Repeat each entry below without omitting a single word.

----

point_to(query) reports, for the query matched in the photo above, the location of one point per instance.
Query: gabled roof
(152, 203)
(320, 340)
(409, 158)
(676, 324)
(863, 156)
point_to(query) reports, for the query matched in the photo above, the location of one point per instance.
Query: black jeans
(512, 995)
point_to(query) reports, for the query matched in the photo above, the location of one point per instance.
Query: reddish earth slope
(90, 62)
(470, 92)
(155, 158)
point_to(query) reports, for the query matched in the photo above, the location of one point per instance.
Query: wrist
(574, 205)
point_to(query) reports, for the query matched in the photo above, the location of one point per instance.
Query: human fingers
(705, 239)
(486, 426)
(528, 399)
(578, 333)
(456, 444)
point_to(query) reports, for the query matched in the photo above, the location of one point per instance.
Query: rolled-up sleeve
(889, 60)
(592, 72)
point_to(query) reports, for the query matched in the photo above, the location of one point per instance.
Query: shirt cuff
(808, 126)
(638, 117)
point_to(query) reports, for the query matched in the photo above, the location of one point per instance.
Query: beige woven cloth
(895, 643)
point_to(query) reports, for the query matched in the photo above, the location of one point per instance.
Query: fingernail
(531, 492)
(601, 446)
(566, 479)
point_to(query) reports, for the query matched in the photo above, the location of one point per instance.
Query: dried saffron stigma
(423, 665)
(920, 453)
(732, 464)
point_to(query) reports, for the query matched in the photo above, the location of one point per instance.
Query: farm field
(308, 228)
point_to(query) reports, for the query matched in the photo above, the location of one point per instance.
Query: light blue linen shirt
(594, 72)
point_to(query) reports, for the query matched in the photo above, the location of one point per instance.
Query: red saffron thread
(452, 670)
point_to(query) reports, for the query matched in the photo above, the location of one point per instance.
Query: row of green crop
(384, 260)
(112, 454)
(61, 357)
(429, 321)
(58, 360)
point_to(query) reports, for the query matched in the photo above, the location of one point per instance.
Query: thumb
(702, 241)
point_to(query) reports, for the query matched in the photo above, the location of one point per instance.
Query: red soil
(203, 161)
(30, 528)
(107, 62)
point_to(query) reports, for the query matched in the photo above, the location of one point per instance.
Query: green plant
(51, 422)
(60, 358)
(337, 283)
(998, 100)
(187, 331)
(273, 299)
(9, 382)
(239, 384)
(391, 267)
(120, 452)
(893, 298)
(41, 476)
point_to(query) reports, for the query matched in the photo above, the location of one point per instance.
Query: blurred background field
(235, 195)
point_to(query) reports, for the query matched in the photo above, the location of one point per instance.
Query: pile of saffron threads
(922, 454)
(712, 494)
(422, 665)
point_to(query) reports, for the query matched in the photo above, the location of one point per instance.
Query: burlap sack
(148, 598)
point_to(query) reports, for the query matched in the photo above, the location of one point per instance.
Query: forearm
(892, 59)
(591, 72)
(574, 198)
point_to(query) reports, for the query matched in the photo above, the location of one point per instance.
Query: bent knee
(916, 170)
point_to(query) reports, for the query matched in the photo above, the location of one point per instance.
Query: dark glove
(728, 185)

----

> Task solution
point_to(query) reports, for the query matched in the photo above, the location of one point per instance.
Query: gabled roof
(152, 203)
(320, 340)
(409, 158)
(676, 324)
(863, 156)
point_to(query) reports, for the query matched in the photo above, the location of one point per instance.
Query: black jeans
(512, 995)
point_to(query) reports, for the query matched in the photo above, the location of one point per instance.
Query: reddish earth slope
(90, 62)
(470, 92)
(155, 158)
point_to(query) reports, for the query matched in the photo above, the location of one point per instance.
Query: wrist
(574, 205)
point_to(query) reports, for the query matched in the photo above, the location of one point per instance.
Query: human fingers
(705, 239)
(486, 426)
(528, 399)
(578, 333)
(456, 444)
point_to(query) reports, for the query matched in the photo above, the location of one point per instance.
Query: rolled-up sleeve
(889, 60)
(592, 72)
point_to(query) reports, for the query matched in the photo above, the location of one point per instance.
Query: shirt cuff
(808, 126)
(638, 117)
point_to(query) reports, for the query matched in the photo above, the location of one point per instance.
Query: beige woven cloth
(895, 643)
point_to(query) reports, for the query matched in the photo above, the location of one point per instance.
Query: fingernail
(531, 492)
(601, 446)
(566, 479)
point_to(query) reports, for the query matched in the photo above, the location of one point per instance.
Query: dried saffron stigma
(423, 665)
(920, 453)
(732, 464)
point_to(query) reports, for the query matched in the photo above, the location of one point per instance.
Query: farm field
(308, 228)
point_to(query) reports, for the query matched in the photo above, the location of one point per instance.
Query: light blue linen shirt
(594, 72)
point_to(query) reports, for the query matched in the photo above, the location of one point per instance.
Query: red saffron thread
(452, 670)
point_to(query) reports, for the query matched in the photo above, the location of one point per instance.
Query: row of green crop
(384, 260)
(112, 454)
(61, 357)
(429, 321)
(58, 360)
point_to(query) reports, for the query matched in the photo above, the location of one point per instance.
Query: thumb
(702, 241)
point_to(query) reports, for the query matched in the photo above, the location of one point per instance.
Query: red soil
(203, 161)
(30, 528)
(107, 62)
point_to(query) reports, for the query matched in the photo above, the location of one point per instance.
Query: green plant
(51, 422)
(60, 358)
(337, 283)
(998, 100)
(187, 331)
(273, 299)
(9, 382)
(239, 384)
(391, 267)
(120, 452)
(893, 298)
(41, 476)
point_to(query) reports, for the query matched in the photo above, the location of one point per instance.
Query: blurred background field
(235, 195)
point_to(query) reports, for the query matched in the photo above, the location of one point per instance.
Query: pile of saffron threads
(922, 454)
(712, 494)
(422, 665)
point_to(query) reports, for the query matched in the photo above, the location of one point per instance.
Query: burlap sack
(148, 598)
point_to(query) reports, for the query matched in the photo above, the location of one point per instance.
Query: forearm
(892, 59)
(591, 72)
(574, 198)
point_to(query) reports, for the query matched in the photo above, the location of one point per instance.
Query: bent knee
(916, 170)
point_to(query) reports, for the query matched in the photo above, the location of one point per instance.
Query: dark glove
(728, 185)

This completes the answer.